> **Things to do**:
A. Summarize the MySQL blog post below in two sentences.
B. Write the next part of the MySQL blog post below, picking up right after its final sentence.

> **Passage provided**:
* * * * * * *

MyFIRST MySQL

Posted on Thu 01 October 2015 in blog

Description

In this post, my goals are: 1. Get a SQL database using bash 2. Try some basic SQL commands I'll be using a public database of population statistics (from this site).

First, get the data using bash

sudo mysql -uroot
wget http://downloads.mysql.com/docs/world.sql.zip
unzip world.sql.zip

Now, use mysql scripts to create/load the database

mysql> /*This is a comment*/
mysql> CREATE database world;
mysql> USE world;
mysql> SOURCE /home/ubuntu/world.sql;

Toes dipping slowly into the water

So what's in the database? Let's take a look.

mysql> show tables;
+-----------------+
| Tables_in_world |
+-----------------+
| City            |
| Country         |
| CountryLanguage |
+-----------------+
3 rows in set (0.00 sec)

Looks like there are three tables within world. Let's explore one of the tables, City.

mysql> select * from City limit 10;
+----+----------------+-------------+---------------+------------+
| ID | Name           | CountryCode | District      | Population |
+----+----------------+-------------+---------------+------------+
|  1 | Kabul          | AFG         | Kabol         |    1780000 |
|  2 | Qandahar       | AFG         | Qandahar      |     237500 |
|  3 | Herat          | AFG         | Herat         |     186800 |
|  4 | Mazar-e-Sharif | AFG         | Balkh         |     127800 |
|  5 | Amsterdam      | NLD         | Noord-Holland |     731200 |
|  6 | Rotterdam      | NLD         | Zuid-Holland  |     593321 |
|  7 | Haag           | NLD         | Zuid-Holland  |     440900 |
|  8 | Utrecht        | NLD         | Utrecht       |     234323 |
|  9 | Eindhoven      | NLD         | Noord-Brabant |     201843 |
| 10 | Tilburg        | NLD         | Noord-Brabant |     193238 |
+----+----------------+-------------+---------------+------------+
10 rows in set (0.00 sec)

What are the top ten biggest cities in the dataset?

* * * * * * *

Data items

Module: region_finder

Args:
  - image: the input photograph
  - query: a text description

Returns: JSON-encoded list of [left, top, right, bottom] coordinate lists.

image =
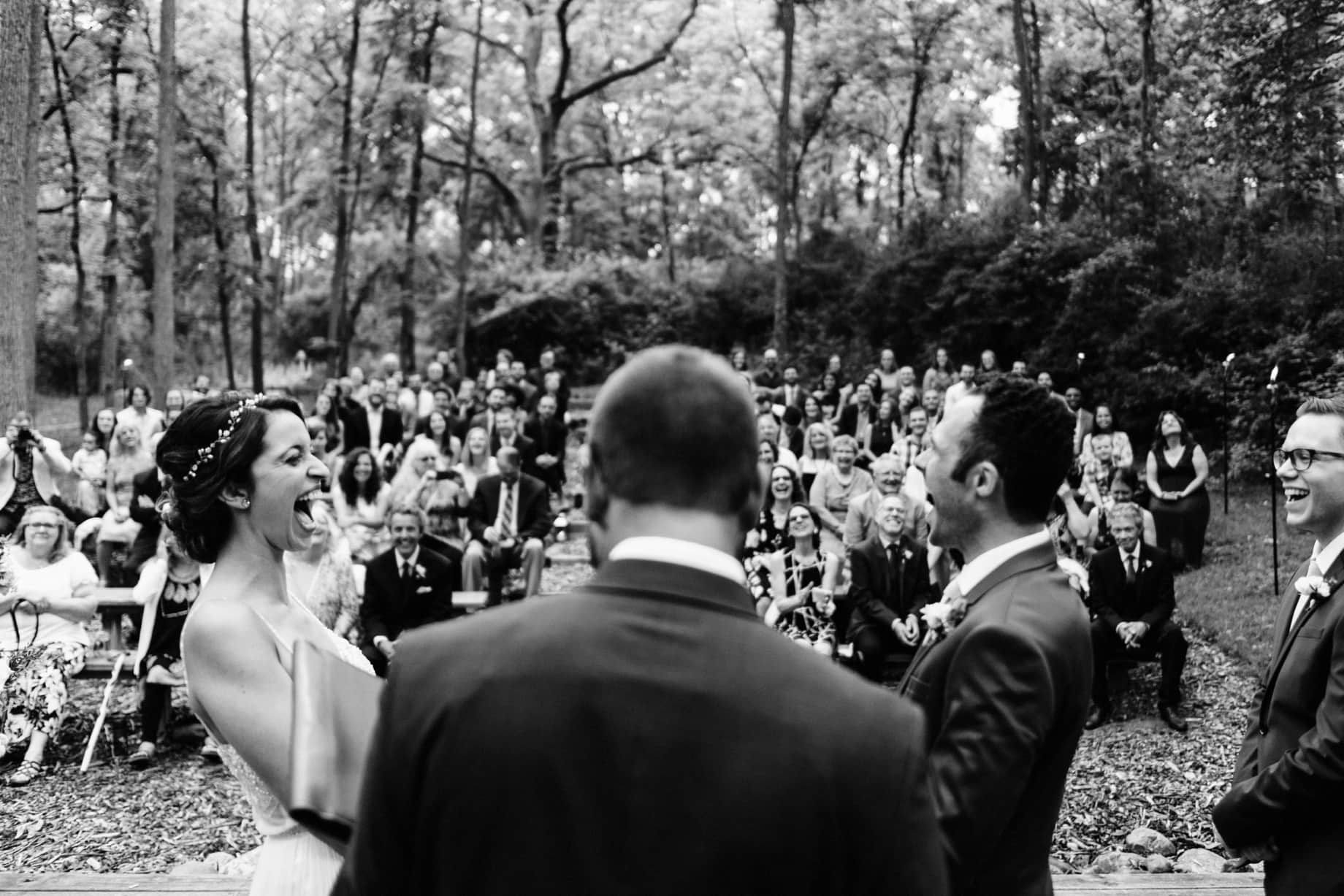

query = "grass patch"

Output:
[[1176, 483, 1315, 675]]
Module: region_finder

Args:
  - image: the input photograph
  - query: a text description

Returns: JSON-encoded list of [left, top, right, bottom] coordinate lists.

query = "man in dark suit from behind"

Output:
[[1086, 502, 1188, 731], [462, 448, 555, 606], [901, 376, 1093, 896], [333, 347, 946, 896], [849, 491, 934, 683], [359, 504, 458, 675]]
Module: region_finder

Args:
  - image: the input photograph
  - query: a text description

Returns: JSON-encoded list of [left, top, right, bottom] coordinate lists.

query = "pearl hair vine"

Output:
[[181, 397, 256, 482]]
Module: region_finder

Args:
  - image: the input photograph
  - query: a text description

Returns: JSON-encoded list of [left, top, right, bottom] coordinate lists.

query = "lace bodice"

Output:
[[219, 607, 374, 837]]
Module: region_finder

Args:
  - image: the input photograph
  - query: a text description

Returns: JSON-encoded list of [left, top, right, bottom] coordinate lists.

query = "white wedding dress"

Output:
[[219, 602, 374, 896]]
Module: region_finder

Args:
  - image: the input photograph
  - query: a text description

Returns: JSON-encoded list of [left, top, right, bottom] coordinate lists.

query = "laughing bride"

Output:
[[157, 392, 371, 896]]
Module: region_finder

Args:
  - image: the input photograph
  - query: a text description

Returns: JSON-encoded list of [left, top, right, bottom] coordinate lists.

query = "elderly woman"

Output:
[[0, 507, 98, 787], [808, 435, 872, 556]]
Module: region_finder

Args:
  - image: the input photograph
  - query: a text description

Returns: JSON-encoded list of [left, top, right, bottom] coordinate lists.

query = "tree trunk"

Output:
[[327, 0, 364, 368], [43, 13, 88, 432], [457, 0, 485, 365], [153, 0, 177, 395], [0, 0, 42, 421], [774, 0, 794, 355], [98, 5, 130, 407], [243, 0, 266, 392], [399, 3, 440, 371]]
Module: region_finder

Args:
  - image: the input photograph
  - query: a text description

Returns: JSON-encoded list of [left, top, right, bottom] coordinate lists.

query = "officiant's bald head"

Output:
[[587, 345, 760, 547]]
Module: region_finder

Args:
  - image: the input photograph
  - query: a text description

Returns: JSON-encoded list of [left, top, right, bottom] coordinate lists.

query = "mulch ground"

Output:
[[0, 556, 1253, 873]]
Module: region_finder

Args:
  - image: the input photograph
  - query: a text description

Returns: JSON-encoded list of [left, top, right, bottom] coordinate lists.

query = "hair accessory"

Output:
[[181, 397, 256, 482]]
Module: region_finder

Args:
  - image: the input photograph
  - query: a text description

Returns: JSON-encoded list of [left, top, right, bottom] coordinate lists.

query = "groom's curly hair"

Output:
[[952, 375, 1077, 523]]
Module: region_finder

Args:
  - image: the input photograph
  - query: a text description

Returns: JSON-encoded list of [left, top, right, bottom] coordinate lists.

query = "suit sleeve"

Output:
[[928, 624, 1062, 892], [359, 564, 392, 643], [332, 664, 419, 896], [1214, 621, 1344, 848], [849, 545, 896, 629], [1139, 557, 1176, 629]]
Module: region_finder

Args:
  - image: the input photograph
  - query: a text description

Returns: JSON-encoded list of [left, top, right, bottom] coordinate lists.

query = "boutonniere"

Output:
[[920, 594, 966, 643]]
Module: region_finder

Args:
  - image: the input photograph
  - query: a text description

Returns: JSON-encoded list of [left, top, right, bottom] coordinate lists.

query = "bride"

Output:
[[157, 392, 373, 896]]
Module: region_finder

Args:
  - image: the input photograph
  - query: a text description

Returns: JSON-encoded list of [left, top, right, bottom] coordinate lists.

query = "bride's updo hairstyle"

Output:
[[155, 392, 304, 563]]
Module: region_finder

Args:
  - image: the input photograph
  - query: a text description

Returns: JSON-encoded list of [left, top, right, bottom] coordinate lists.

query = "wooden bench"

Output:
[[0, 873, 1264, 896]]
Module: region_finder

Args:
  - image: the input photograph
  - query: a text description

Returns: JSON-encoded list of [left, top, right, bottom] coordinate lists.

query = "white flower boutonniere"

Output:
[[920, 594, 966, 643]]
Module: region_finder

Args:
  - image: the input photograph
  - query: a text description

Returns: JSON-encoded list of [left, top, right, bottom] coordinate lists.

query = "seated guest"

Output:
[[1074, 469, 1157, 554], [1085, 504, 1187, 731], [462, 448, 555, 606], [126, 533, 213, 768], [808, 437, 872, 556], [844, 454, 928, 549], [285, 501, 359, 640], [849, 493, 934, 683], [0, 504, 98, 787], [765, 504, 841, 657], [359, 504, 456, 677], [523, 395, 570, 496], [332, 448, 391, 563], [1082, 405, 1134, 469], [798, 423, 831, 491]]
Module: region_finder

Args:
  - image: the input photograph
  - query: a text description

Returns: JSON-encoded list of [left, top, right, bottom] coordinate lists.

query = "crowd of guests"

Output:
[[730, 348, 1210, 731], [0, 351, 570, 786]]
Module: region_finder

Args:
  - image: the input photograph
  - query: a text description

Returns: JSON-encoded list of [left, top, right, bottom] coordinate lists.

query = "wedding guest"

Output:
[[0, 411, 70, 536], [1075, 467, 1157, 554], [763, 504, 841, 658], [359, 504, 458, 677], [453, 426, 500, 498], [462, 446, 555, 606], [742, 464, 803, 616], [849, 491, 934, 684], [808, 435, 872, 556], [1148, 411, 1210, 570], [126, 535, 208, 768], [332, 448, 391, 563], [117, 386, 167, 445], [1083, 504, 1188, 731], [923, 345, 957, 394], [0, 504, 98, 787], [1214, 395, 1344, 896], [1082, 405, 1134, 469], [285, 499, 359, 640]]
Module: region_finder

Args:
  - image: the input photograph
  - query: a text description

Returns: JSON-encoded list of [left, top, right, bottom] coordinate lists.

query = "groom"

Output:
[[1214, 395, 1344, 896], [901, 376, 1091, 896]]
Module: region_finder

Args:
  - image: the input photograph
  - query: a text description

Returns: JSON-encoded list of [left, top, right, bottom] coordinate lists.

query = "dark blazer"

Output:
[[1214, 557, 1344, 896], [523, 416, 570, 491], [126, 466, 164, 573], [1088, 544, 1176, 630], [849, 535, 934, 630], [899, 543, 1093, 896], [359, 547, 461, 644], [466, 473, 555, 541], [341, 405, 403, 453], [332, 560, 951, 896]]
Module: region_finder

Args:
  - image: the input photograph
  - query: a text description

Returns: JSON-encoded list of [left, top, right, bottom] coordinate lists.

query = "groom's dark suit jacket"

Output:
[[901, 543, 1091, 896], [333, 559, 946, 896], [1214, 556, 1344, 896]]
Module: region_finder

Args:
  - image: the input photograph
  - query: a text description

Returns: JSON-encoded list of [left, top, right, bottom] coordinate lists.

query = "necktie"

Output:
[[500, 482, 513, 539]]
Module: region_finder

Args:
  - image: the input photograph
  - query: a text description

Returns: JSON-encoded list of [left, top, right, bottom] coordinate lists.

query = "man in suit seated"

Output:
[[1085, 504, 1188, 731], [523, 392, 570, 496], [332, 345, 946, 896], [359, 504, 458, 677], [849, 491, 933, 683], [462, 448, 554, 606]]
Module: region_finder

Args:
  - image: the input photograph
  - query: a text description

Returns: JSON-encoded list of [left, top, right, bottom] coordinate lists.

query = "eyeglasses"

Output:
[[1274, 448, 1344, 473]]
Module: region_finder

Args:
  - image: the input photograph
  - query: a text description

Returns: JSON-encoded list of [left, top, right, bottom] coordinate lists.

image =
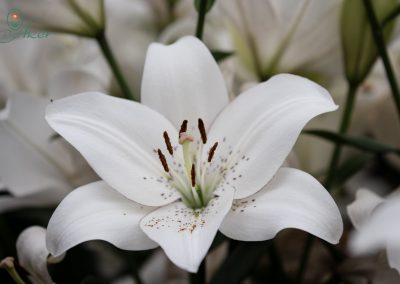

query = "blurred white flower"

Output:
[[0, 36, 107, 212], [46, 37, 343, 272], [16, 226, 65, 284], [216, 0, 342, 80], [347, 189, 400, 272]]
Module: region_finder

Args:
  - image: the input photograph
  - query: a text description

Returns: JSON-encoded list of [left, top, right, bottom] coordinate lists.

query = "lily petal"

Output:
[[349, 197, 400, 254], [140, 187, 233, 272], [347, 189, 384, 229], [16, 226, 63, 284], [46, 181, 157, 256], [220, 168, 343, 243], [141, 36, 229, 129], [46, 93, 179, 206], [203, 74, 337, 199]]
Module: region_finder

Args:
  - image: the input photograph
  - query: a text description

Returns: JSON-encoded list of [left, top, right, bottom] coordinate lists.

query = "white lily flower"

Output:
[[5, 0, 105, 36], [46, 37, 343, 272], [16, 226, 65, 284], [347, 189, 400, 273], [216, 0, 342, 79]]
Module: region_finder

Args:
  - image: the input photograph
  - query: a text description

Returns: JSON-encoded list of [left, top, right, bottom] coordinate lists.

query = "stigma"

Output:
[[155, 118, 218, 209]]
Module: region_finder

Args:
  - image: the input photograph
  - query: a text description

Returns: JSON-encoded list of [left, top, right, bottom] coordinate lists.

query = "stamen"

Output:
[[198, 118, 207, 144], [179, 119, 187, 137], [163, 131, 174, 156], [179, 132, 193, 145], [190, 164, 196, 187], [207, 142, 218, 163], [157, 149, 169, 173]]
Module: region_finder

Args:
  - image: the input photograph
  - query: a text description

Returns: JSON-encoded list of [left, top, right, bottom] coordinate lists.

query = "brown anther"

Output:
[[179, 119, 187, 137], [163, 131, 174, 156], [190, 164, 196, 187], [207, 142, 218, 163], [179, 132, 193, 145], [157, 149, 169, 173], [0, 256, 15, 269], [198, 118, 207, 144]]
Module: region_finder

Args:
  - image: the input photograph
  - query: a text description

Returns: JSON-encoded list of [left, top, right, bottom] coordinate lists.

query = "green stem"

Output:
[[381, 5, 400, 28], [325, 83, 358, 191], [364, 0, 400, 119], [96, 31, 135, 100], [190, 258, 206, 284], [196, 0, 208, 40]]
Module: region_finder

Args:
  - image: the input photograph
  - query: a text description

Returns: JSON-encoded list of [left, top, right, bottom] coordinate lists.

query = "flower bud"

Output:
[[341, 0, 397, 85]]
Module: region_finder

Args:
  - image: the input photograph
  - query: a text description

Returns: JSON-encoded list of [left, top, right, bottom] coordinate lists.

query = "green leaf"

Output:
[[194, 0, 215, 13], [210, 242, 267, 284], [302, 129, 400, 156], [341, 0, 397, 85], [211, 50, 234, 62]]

* * * * * * *

> **Answers for the tasks**:
A. The post aims to get a SQL database using bash and to try some basic SQL commands on a public database of population statistics. It downloads and unzips the world database, creates and loads it with MySQL commands, then lists its three tables (City, Country, and CountryLanguage) and displays the first ten rows of City.

B.
mysql> select CountryCode, Name, Population from City
    -> order by population desc
    -> limit 10;
+-------------+-------------------+------------+
| CountryCode | Name              | Population |
+-------------+-------------------+------------+
| IND         | Mumbai (Bombay)   |   10500000 |
| KOR         | Seoul             |    9981619 |
| BRA         | São Paulo         |    9968485 |
| CHN         | Shanghai          |    9696300 |
| IDN         | Jakarta           |    9604900 |
| PAK         | Karachi           |    9269265 |
| TUR         | Istanbul          |    8787958 |
| MEX         | Ciudad de México  |    8591309 |
| RUS         | Moscow            |    8389200 |
| USA         | New York          |    8008278 |
+-------------+-------------------+------------+
10 rows in set (0.01 sec)

How many cities are there in the dataset? How many countries?

mysql> select count(Name), count(distinct(CountryCode)) from City;
+-------------+------------------------------+
| count(Name) | count(distinct(CountryCode)) |
+-------------+------------------------------+
|        4079 |                          232 |
+-------------+------------------------------+
1 row in set (0.36 sec)

Looks like 4079 cities total and 232 countries.

What countries have the highest total populations?

mysql> select CountryCode, sum(Population) from City
    -> group by CountryCode
    -> order by sum(Population) desc
    -> limit 10;
+-------------+-----------------+
| CountryCode | sum(Population) |
+-------------+-----------------+
| CHN         |       175953614 |
| IND         |       123298526 |
| BRA         |        85876862 |
| USA         |        78625774 |
| JPN         |        77965107 |
| RUS         |        69150700 |
| MEX         |        59752521 |
| KOR         |        38999893 |
| IDN         |        37485695 |
| PAK         |        31546745 |
+-------------+-----------------+
10 rows in set (0.01 sec)